Em um mundo perfeito, não deveríamos precisar de tecnologia para sermos saudáveis – nossas comunidades locais criariam sem esforço oportunidades para uma vida saudável. Se por acaso fossemos diagnosticados com algo que pudesse ser mediado pelo estilo de vida, esses fatores, juntamente com os determinantes sociais da saúde, seriam abordados pelas comunidades originalmente projetadas para promover sair ao ar livre, caminhar, encontrar alimentos cultivados localmente, interagir com as pessoas, acesso fácil aos cuidados e muito mais.
A realidade é que muitas de nossas comunidades estão atendendo inadequadamente a essas necessidades e, para o bem ou para o mal, a tecnologia do consumidor está ao nosso redor. É hora de examinar como aproveitar as tecnologias que proporcionam experiências capazes de nos tornar mais felizes e saudáveis. A oportunidade está no campo emergente da terapia digital.
Penso em terapia digital como uma intervenção de software, regulamentada atualmente apenas pela FDA (no Brasil, sem previsão pela Anvisa), que é prescrita por um profissional médico, empregando ciclos de feedback fechados que avaliam e modificam doenças e comportamentos por meio de algoritmos, avaliações móveis e entradas de sensores. Independentemente de como é definido pelos reguladores ou pela recém-formada Digital Therapeutics Alliance , o principal a ser observado aqui é que o software é o componente “terapeuticamente ativo”.
Existem muitas pré-condições necessárias para ser saudável e gerenciar doenças de forma otimizada, baseadas em experiências pessoais. Esses pacotes de experiências variam significativamente e podem incluir “receitas sociais”, como encontrar um amigo para reduzir sentimentos de isolamento ou andar de bicicleta para fazer algum exercício. Eles também incluem os serviços de suporte necessários para ajudar os pacientes a acompanhar a progressão da doença, avaliar como a medicação os afeta e manter sua equipe de atendimento atualizada.
Atualmente, os produtos tradicionais de prescrição, como medicamentos e dispositivos médicos, falham em grande parte em fornecer os pacotes de experiências necessários que impulsionam mais facilmente mudanças positivas de comportamento e permitem um gerenciamento mais holístico da saúde. É nesse contexto que acho a terapêutica digital super interessante – em sua capacidade de gerar experiências positivas conectadas aos dispositivos subjacentes que estão sendo utilizados.
Ainda há avanços necessários para entender essa complexa relação de tecnologia e experiências do mundo real e, além disso, precisamos entender como combinar o melhor das ferramentas digitais de saúde com o rigor clínico necessário para fazer alegações médicas formalmente.

- - - -

* Exercícios propostos *
A) Responda com base no texto sobre terapia digital:
(i) Qual órgão, segundo o texto, regulamenta atualmente a terapia digital?
(ii) Qual componente o texto aponta como o "terapeuticamente ativo"?
(iii) Que "receita social" o texto cita para reduzir sentimentos de isolamento?
B) Dê continuidade ao texto sobre terapia digital, começando logo após a última frase apresentada.

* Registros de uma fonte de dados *

- - - -

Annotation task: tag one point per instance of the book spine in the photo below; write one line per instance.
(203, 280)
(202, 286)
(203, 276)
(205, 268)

- - - -

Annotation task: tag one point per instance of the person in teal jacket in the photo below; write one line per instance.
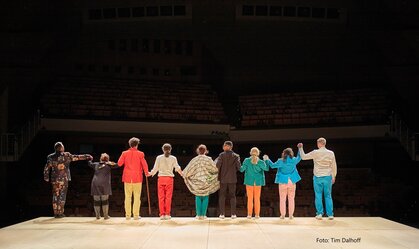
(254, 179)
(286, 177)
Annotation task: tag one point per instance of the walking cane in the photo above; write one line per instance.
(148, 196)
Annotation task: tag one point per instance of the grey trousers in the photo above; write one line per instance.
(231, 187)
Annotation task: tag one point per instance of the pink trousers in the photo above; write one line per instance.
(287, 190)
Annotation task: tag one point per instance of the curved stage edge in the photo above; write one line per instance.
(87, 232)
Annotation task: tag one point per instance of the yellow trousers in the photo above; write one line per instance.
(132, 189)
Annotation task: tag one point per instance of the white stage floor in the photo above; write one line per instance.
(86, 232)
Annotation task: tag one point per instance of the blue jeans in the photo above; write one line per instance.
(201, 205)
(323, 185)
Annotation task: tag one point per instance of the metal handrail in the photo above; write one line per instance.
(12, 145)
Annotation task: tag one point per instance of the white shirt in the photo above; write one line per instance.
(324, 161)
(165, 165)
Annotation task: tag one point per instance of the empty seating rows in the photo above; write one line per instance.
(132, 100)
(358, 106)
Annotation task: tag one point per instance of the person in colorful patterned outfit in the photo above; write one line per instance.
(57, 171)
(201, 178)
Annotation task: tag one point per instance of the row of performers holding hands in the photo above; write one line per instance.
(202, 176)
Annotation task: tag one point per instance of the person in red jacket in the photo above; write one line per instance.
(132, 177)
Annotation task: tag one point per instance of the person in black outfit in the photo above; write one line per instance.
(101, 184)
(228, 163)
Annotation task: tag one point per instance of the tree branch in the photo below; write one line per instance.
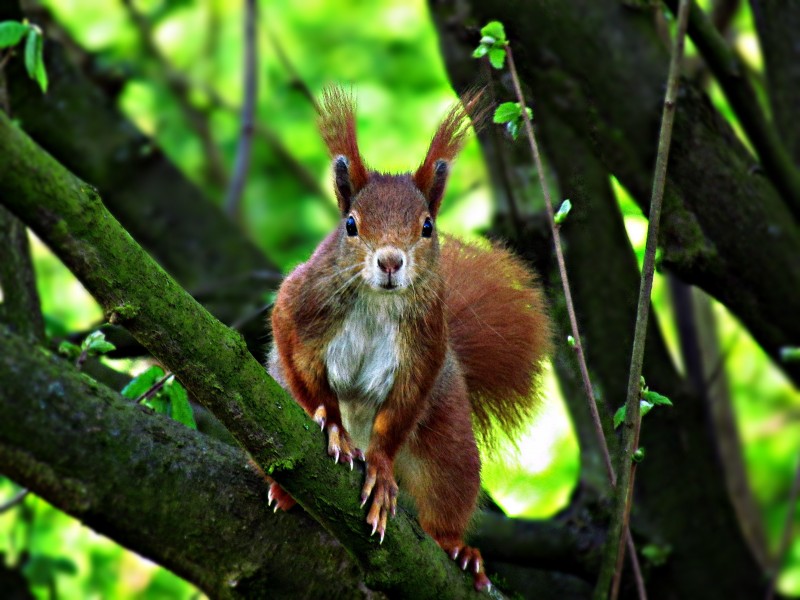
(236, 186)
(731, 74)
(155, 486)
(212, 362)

- - - -

* Respostas do exercício *
A)
(i) A FDA.
(ii) O software.
(iii) Encontrar um amigo.

B)
A terapia digital tem o potencial de levar o gerenciamento de doenças a outro nível, à medida que avançamos em direção à interconectividade de nossa biologia, nossas experiências ou comportamentos e nosso ambiente. Já estamos vendo isso hoje à medida que a terapia digital alavanca hardware rico em sensores (por exemplo smartphones, tablets, wearables, headsets de realidade virtual, etc) que podem criar novas experiências e também coletar e medir tantas informações sobre nós mesmos e nosso ambiente . No futuro, os componentes de hardware e sensores podem muito bem residir em automóveis, casas inteligentes, espaços conectados, etc.
Teremos que garantir que não "medicalizemos" excessivamente a tecnologia ao nosso redor, mas imagine um mundo em que um automóvel ou uma casa possam ser convenientemente transformados em um sistema de entrega terapêutica um dia e desaparecer em suas funções normais em outro. O potencial de longo prazo é enorme.
Por enquanto, à medida que o caminho regulatório para a terapêutica digital se tornar mais conhecido, veremos uma maior diversidade nas indicações de uso sendo desenvolvidas e aprovadas. Também veremos um ecossistema de amadurecimento que permitirá que o número de prescrições suba. Mas o mais importante, veremos uma grande mudança na forma como pensamos sobre o tratamento de doenças – incluindo pacotes de experiências que abordam melhor nossos comportamentos e se integram em nossos ambientes diários.
Passei muitos anos tentando entender as verdadeiras necessidades dos pacientes e o contexto em que a terapia digital e os biomarcadores digitais podem ser aplicados. A formalização do desenvolvimento e do caminho regulatório para a terapêutica digital permitirá que os inovadores da saúde também pensem em outros fatores humanos que farão com que seus produtos se destaquem. Esse tipo de inovação impactará cada parte interessada de maneiras únicas e será emocionante ver tudo isso se desenrolar.